The objective of this paper is to share the experience, approach and strategy to the technical forum involved in developing mid-size offshore gas fields from exploration, appraisal to field development and production, accordingly monetizing the produced gas by exploring various options in the international market.
Subsequent to exploration and appraisal of two adjacent blocks A-1 and A-3, three prospects were delineated- Shwe and Shwe Phyu in Block A-1 and Mya in Block A-3, Myanmar. These blocks are operated by M/s POSCO INTERNATIONAL and other consortium members are OVL, GAIL, KOGAS and Myanma Oil and Gas Enterprise (MOGE).
Shwe and Shwe fields were discovered in January 2004 and January 2005 respectively in Block-A-1. Subsequently, Mya field was discovered in March 2006 in Block A-3. Mya field is divided into two parts, i.e, Mya-Norh and Mya-South.
To develop these fields, Consortium conducted Pre-Front End Engineering Design (FEED) and FEED studies from two international contractors and selected the best option to develop these fields. Consortium is jointly developing the fields in a phase which is called SHWE Project. Drilling of 10 wells in Shwe Prospect (8 production, 1 disposal well & 1 abandoned) from a platform drilling rig and 4 subsea wells in Mya-North Prospect from drillship (MODU) completed in Phase-1 development. Phase-2 development will involve drilling of 4 subsea wells each in Shwe and Shwe Phyu prospects which will be drilled by MODU. Phase-3 development will consider installation of LP compressor platform if delivery pressure falls below the contract requirements. Currently, produced gas from Shwe and Mya-North Prospects are being processed at Shwe Common Processing Platform (CPP) and then it is brought upto Onshore Gas Terminal (OGT) through 32" × 110 km pipeline (105 km – offshore and 5 km onshore).

------

# Goals
a. Please recast the paragraph of the offshore gas field text that begins "To develop these fields" as a bulleted list that keeps its main facts.
b. Reproduce the stretch of the offshore gas field text from "Shwe and Shwe fields" through "Mya-Norh and Mya-South.", swapping "discovered" for "found".

# Source data
------

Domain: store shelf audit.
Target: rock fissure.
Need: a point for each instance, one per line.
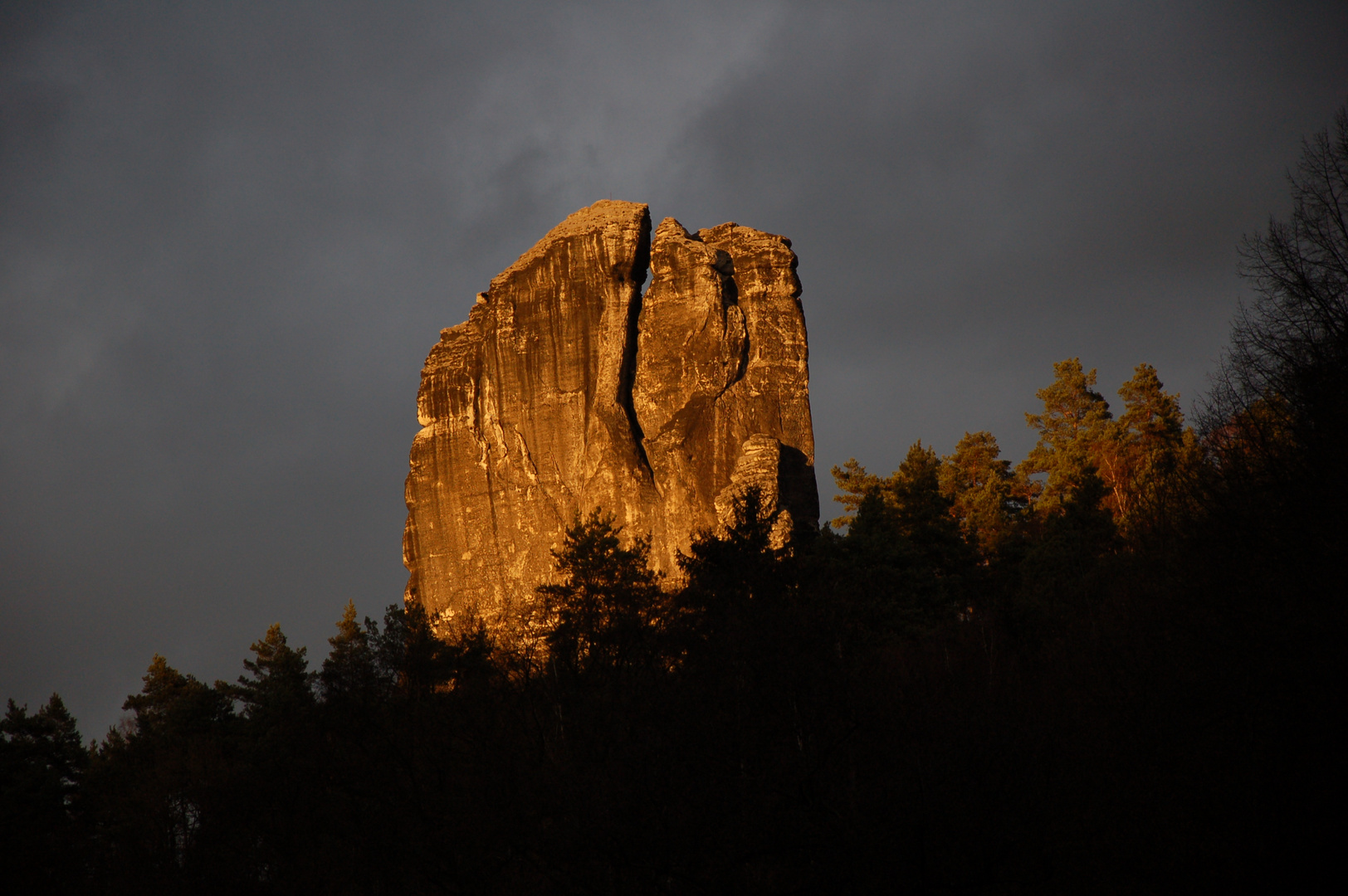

------

# Solved tasks
a.
- The consortium had Pre-FEED and FEED studies done by two international contractors and chose the best development option.
- The fields are being developed jointly, in phases, as the SHWE Project.
- Phase 1 (completed): 10 wells drilled in the Shwe Prospect from a platform drilling rig (8 production, 1 disposal, 1 abandoned), and 4 subsea wells drilled in the Mya-North Prospect from a drillship (MODU).
- Phase 2: 4 subsea wells each in the Shwe and Shwe Phyu prospects, to be drilled by MODU.
- Phase 3: an LP compressor platform, to be installed if delivery pressure falls below contract requirements.
- Gas from the Shwe and Mya-North prospects is currently processed at the Shwe Common Processing Platform (CPP).
- From there, a 32" × 110 km pipeline carries it to the Onshore Gas Terminal (OGT), with 105 km offshore and 5 km onshore.

b.
Shwe and Shwe fields were found in January 2004 and January 2005 respectively in Block-A-1. Subsequently, Mya field was found in March 2006 in Block A-3. Mya field is divided into two parts, i.e, Mya-Norh and Mya-South.